> [Page extract]
^^^^^^^^
Date: Fri, 16 Sep 2005 18:01:26 -0400
Reply-To: Richard Ristow <wrristow@mindspring.com>
Sender: "SPSSX(r) Discussion" <SPSSX-L@LISTSERV.UGA.EDU>
From: Richard Ristow <wrristow@mindspring.com>
Subject: Suggestion: Group-contiguous vectors
Content-Type: text/plain; charset="us-ascii"; format=flowed
As we all know, the elements of a vector must be contiguous in the
file. (And I'll skip saying anything about SAS arrays, whose elements
can be completely arbitrary sets of variables.)
I expect that SPSS vectors work the way they do because implementation
is simpler. A SAS array probably takes a full array of pointers, one
pointing to each of the variables. An SPSS vector probably takes two
numbers: the location within the data record of the first element, and
the number of elements. Plus the element length, in case the vector
elements are strings longer than 8 characters. (So you shouldn't be
able to have a vector of strings of different lengths; and sure enough,
you can't. From the syntax manual: "A single vector must comprise all
numeric variables or all string variables. The string variables must
have the same length.")
^^^^^^^^
> [Entries shown]
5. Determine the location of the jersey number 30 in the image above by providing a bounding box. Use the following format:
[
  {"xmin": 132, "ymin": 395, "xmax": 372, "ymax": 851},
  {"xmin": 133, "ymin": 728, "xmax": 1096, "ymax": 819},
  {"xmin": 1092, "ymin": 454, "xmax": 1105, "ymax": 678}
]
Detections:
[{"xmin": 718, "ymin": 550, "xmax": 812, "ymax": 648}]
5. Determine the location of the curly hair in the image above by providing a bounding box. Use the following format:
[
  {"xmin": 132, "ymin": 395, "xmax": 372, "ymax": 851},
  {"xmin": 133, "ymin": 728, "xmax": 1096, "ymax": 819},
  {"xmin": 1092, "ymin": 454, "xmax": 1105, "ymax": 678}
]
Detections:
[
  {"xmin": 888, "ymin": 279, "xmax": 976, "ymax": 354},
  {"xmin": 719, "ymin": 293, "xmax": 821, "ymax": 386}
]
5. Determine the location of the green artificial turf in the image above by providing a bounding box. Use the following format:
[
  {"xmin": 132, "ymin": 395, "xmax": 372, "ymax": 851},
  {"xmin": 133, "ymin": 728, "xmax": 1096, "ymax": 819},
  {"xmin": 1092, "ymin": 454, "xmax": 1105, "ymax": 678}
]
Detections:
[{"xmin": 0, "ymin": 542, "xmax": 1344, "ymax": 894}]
^^^^^^^^
> [Exercises to complete]
**1)** Transcribe the post on SPSS vectors, starting at "Date: Fri, 16" and ending at "sets of variables.)".
**2)** Go on with the post on SPSS vectors from the point where it stops.

> [Set of answers]
**1)**
Date: Fri, 16 Sep 2005 18:01:26 -0400
Reply-To: Richard Ristow <wrristow@mindspring.com>
Sender: "SPSSX(r) Discussion" <SPSSX-L@LISTSERV.UGA.EDU>
From: Richard Ristow <wrristow@mindspring.com>
Subject: Suggestion: Group-contiguous vectors
Content-Type: text/plain; charset="us-ascii"; format=flowed
As we all know, the elements of a vector must be contiguous in the
file. (And I'll skip saying anything about SAS arrays, whose elements
can be completely arbitrary sets of variables.)

**2)**
But here's something almost as simple, that would be very useful: what
I'll call "group-contiguous" vectors.
A common instance is for a record to contain a repeating sequence, each
member the same length, of groups of logically related variables. The
members of a group may well be of different types, but corresponding
members of different groups will be of the same type. Like this:
DISPLAY VARIABLES.
List of variables on the working file
Name Pos Level Print Fmt Write Fmt Missing Values
SUBJECT 1 Scale N3 N3
ALPH2001 2 Scale F3 F3
BETA2001 3 Scale F3 F3
GAMM2001 4 Scale F3 F3
ALPH2002 5 Scale F3 F3
BETA2002 6 Scale F3 F3
GAMM2002 7 Scale F3 F3
ALPH2003 8 Scale F3 F3
BETA2003 9 Scale F3 F3
GAMM2003 10 Scale F3 F3
SPACER 11 Nominal A39 A39
(In some systems, the triplet alpha-beta-gamma would be called a
"user-defined data type.)
So here's a suggested extension to VECTOR:
VECTOR ALPHA,BETA,GAMMA=ALPH2001 TO GAMM2003.
Then ALPHA, BETA, and GAMMA are interleaved vectors, like this:
Name Vector element
ALPH2001 ALPHA(1)
BETA2001 BETA(1)
GAMM2001 GAMMA(1)
ALPH2002 ALPHA(2)
BETA2002 BETA(2)
GAMM2002 GAMMA(2)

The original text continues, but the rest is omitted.